Pick out every line of the items below that contains the string "face" and copy each such line in full. Matching is case-sensitive.

>> BEGIN Material provided

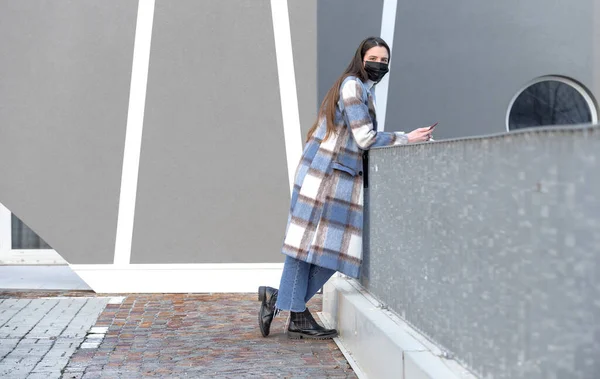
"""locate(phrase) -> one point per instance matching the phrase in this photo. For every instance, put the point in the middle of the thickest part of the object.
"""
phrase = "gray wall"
(461, 63)
(491, 247)
(213, 184)
(65, 70)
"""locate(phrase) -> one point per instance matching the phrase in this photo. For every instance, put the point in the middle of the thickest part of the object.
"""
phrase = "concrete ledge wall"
(491, 247)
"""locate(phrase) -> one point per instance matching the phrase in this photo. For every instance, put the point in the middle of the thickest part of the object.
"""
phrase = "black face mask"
(376, 70)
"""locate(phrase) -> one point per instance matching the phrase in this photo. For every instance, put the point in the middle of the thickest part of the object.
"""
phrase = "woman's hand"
(420, 135)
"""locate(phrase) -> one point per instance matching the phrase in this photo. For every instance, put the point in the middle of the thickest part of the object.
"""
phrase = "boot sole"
(262, 292)
(260, 325)
(299, 336)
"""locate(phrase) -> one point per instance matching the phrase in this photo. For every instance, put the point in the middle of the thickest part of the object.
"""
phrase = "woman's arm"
(359, 121)
(356, 114)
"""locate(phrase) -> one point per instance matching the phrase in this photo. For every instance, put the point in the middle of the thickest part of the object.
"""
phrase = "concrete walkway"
(40, 277)
(157, 335)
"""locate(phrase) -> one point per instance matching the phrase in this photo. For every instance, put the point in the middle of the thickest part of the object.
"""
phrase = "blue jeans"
(300, 281)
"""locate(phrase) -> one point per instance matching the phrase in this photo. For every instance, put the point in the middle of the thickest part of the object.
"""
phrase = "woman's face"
(377, 54)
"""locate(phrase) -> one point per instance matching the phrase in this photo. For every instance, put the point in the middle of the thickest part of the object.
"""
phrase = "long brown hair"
(355, 68)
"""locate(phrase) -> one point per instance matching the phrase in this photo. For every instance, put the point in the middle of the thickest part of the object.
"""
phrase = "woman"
(324, 231)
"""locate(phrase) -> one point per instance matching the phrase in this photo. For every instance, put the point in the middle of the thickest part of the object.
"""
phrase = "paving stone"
(31, 342)
(177, 336)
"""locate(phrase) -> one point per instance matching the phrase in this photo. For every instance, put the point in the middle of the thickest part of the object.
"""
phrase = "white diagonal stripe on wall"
(287, 86)
(388, 24)
(133, 134)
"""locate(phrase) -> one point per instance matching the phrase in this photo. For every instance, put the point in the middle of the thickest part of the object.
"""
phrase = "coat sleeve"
(359, 121)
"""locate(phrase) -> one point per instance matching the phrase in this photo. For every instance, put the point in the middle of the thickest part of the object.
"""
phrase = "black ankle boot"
(303, 325)
(268, 297)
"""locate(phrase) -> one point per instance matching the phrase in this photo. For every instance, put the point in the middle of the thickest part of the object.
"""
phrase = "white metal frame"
(584, 92)
(8, 255)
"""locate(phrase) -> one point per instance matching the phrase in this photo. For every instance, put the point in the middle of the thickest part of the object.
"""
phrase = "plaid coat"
(325, 222)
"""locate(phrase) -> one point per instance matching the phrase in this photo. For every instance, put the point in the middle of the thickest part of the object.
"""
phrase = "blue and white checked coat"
(326, 215)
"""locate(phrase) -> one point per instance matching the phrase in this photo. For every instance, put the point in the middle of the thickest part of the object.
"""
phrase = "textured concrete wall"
(491, 247)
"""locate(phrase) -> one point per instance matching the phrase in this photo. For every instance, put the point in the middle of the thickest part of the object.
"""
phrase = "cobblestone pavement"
(38, 336)
(200, 336)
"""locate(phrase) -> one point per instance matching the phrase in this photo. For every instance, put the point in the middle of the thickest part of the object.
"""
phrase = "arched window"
(551, 100)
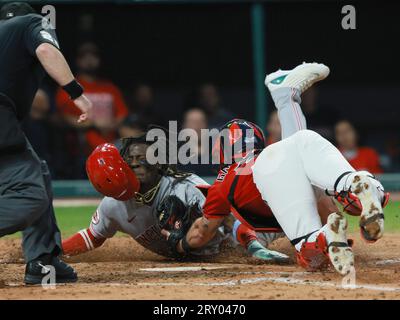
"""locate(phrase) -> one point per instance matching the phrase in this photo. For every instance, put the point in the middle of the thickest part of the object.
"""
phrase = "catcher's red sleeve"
(81, 242)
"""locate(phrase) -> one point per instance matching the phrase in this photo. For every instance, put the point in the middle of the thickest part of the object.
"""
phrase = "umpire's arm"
(43, 44)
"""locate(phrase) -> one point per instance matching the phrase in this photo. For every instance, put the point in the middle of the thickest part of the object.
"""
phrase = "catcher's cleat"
(258, 251)
(372, 218)
(39, 268)
(329, 248)
(301, 78)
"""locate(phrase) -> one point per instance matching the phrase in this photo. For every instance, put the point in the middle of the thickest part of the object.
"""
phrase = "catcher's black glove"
(177, 218)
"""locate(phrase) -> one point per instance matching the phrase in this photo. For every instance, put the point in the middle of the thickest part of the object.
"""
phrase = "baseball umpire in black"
(27, 51)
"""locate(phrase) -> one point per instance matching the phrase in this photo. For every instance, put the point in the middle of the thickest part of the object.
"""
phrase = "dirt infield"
(115, 271)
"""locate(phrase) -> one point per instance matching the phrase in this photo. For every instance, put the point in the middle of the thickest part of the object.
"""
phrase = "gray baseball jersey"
(141, 222)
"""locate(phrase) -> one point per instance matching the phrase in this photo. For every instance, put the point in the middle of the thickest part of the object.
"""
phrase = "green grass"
(71, 220)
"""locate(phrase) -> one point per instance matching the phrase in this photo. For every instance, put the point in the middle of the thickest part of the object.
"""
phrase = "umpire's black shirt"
(20, 73)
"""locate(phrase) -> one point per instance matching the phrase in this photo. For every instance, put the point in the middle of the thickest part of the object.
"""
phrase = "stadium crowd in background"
(65, 144)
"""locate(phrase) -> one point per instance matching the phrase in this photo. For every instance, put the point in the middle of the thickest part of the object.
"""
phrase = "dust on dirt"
(114, 271)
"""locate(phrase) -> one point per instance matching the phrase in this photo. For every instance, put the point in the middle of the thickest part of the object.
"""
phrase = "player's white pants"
(285, 172)
(287, 102)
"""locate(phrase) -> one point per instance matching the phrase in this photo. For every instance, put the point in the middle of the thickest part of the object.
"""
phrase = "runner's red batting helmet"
(237, 137)
(110, 174)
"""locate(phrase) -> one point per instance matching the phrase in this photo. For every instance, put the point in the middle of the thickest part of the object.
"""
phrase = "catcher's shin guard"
(364, 197)
(318, 255)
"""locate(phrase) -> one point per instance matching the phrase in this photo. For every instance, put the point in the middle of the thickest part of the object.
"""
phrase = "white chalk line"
(386, 262)
(275, 280)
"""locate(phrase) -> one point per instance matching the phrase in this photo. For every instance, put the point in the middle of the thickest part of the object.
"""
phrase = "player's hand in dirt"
(258, 251)
(85, 105)
(175, 220)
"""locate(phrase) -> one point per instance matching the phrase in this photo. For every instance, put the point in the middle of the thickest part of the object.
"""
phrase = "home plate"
(181, 269)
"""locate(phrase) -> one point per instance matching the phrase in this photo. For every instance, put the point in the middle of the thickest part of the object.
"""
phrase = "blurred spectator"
(210, 101)
(36, 126)
(361, 158)
(273, 128)
(109, 108)
(319, 118)
(196, 119)
(142, 105)
(131, 127)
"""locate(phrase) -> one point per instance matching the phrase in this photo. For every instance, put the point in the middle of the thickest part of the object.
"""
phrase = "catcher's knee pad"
(314, 255)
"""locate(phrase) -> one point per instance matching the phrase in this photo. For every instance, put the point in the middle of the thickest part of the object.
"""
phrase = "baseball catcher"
(141, 200)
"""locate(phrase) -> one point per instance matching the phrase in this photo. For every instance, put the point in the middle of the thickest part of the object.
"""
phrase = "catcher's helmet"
(110, 174)
(240, 136)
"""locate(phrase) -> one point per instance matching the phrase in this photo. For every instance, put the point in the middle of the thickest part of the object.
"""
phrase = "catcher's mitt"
(177, 218)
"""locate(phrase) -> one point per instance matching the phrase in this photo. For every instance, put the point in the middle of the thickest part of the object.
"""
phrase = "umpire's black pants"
(26, 202)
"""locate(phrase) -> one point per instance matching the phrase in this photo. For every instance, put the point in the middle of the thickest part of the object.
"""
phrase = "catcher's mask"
(235, 139)
(14, 9)
(110, 174)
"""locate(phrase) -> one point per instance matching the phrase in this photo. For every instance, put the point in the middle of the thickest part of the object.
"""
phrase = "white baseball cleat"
(339, 252)
(372, 218)
(302, 77)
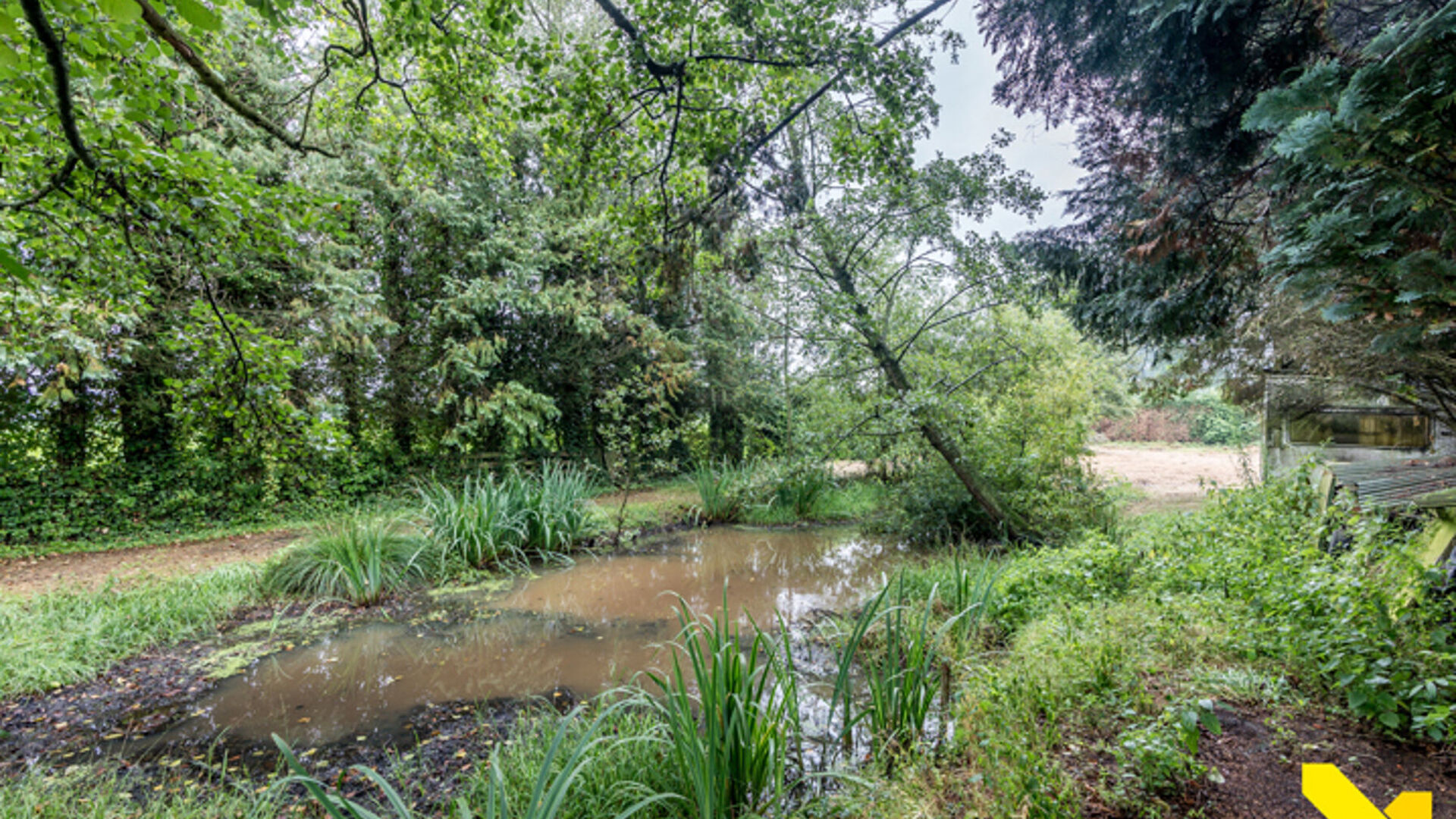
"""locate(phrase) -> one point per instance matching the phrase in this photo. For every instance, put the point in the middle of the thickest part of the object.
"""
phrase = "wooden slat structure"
(1400, 484)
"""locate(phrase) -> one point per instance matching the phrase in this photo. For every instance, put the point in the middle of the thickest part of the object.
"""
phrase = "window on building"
(1362, 428)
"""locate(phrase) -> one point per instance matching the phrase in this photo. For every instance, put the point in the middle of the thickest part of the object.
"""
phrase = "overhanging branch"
(164, 31)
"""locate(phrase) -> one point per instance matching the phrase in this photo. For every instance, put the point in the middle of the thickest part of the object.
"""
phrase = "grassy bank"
(1084, 678)
(66, 637)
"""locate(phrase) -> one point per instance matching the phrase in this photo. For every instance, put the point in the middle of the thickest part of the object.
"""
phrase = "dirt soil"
(92, 570)
(1260, 757)
(1174, 479)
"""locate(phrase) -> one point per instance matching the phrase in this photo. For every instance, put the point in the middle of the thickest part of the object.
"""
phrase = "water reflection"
(585, 629)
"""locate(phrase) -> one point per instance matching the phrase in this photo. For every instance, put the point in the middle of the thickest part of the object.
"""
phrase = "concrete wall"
(1291, 397)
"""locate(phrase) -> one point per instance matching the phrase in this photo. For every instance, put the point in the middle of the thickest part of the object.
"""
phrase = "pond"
(582, 629)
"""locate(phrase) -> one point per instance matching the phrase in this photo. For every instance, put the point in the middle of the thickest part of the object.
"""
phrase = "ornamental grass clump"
(731, 714)
(356, 558)
(552, 507)
(720, 491)
(478, 523)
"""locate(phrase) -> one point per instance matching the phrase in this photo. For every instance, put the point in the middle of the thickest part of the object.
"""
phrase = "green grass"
(88, 792)
(731, 714)
(491, 522)
(632, 764)
(1097, 665)
(67, 637)
(720, 491)
(353, 558)
(476, 523)
(177, 534)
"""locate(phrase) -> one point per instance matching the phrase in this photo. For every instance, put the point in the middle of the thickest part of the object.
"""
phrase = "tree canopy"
(1242, 150)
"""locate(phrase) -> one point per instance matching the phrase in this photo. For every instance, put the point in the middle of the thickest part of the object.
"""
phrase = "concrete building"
(1305, 416)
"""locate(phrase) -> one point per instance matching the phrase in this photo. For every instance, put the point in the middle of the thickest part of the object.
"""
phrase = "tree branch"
(57, 180)
(164, 31)
(61, 79)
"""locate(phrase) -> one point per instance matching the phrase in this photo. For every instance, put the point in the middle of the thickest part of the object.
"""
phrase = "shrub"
(1056, 500)
(356, 558)
(788, 491)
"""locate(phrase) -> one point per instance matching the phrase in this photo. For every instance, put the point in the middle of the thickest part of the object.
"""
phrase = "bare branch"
(164, 31)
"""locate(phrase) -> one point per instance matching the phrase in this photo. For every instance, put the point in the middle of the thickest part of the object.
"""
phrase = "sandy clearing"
(92, 570)
(1174, 477)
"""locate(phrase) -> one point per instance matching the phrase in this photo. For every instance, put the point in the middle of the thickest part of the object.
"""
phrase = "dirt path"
(92, 570)
(1174, 479)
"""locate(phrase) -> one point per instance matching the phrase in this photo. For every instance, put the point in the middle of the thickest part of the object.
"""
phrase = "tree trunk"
(928, 428)
(71, 422)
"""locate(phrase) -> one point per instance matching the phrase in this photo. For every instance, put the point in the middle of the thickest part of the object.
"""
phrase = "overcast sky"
(968, 118)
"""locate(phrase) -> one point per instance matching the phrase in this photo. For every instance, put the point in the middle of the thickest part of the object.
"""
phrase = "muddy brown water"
(582, 629)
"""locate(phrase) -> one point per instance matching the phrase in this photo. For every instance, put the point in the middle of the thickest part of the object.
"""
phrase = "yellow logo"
(1337, 798)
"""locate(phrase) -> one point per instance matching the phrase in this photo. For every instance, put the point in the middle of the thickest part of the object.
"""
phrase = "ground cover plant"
(72, 635)
(1128, 646)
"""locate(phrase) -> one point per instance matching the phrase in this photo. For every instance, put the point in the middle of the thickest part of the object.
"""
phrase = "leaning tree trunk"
(928, 428)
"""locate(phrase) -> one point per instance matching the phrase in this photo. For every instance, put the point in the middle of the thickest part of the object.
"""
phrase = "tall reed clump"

>> END Material provided

_The solution_
phrase = "black face mask"
phrase = "woman's face"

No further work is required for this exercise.